◆ **INSTRUCTIONS TO FOLLOW**: The lines to be set down run from the line containing "Practice. Put a pin on the white" through the final line of the data below; print them exactly and print nothing else.

◆ **INPUT FOR THIS TASK**:
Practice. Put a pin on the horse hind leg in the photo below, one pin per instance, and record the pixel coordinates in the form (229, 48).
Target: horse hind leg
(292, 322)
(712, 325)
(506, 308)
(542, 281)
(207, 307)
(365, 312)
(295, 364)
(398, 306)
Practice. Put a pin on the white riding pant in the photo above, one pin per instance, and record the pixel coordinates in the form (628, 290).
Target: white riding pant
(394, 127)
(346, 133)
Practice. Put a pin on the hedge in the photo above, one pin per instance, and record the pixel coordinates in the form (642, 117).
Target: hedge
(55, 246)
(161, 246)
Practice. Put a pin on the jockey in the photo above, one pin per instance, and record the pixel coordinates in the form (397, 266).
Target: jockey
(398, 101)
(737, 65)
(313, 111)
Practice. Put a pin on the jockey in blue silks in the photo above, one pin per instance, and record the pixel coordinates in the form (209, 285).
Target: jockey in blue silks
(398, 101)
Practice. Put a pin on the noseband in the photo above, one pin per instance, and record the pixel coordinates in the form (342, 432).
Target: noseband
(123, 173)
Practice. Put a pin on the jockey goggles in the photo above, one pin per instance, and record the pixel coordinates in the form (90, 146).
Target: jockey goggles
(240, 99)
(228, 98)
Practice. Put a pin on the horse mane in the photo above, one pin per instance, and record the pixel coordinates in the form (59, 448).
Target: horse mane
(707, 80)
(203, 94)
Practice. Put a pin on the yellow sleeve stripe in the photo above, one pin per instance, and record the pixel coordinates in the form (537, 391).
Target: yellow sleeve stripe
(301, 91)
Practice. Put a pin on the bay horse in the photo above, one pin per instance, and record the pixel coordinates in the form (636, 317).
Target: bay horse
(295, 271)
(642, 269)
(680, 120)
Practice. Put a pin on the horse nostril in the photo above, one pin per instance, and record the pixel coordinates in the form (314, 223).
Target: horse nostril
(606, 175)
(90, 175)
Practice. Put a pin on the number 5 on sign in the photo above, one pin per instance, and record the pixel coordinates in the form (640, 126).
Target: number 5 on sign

◆ **WRITTEN REPLY**:
Practice. Put a pin on the white riding pant in the photo above, one pin per instance, and record the pixel coordinates in the form (628, 290).
Target: white riding pant
(394, 127)
(346, 133)
Practice. Put a pin on the hedge in the photo above, one pin per instance, and record the pixel coordinates in the form (642, 117).
Target: hedge
(55, 246)
(161, 246)
Practice. Put a pin on the jockey in the photo above, one pin per instance, and record the pixel coordinates in the form (397, 266).
Target: jockey
(398, 101)
(737, 65)
(313, 111)
Practice. Put a pin on the jockey in blue silks in the photo above, one pin per instance, and record the pixel coordinates in the form (209, 285).
Target: jockey in blue silks
(398, 101)
Practice. Put a pin on the noseband in the photo above, one pin per instance, and record the pixel coordinates in the form (342, 432).
Target: noseband
(123, 173)
Practice. Put a pin on the jockey goggles in the photo above, one pin per instance, and record the pixel coordinates in the form (90, 146).
Target: jockey goggles
(240, 99)
(228, 98)
Practice. Put a pin on the horse mane in the photo above, one pin per instance, and record the pixel coordinates in the form (59, 448).
Target: horse mane
(707, 80)
(203, 94)
Practice. Put a pin on the yellow sleeve stripe in the photo above, one pin per instance, and record the pixel coordinates in the form (537, 391).
Target: yellow sleeve stripe
(301, 91)
Practice. Put a pin on the bay horse in the photo above, one pin per instance, and record the pixel coordinates in the form (636, 317).
Target: bay horse
(295, 271)
(642, 269)
(680, 120)
Practice. Put a pin on the horse nostril in the photo above, one pin per instance, and record the pixel coordinates in the form (314, 223).
Target: horse nostril
(606, 175)
(90, 175)
Practice. Put a pin on the number 5 on sign in the photo above, one pin per instance, and record the pixel coordinates in the form (640, 126).
Target: number 5 on sign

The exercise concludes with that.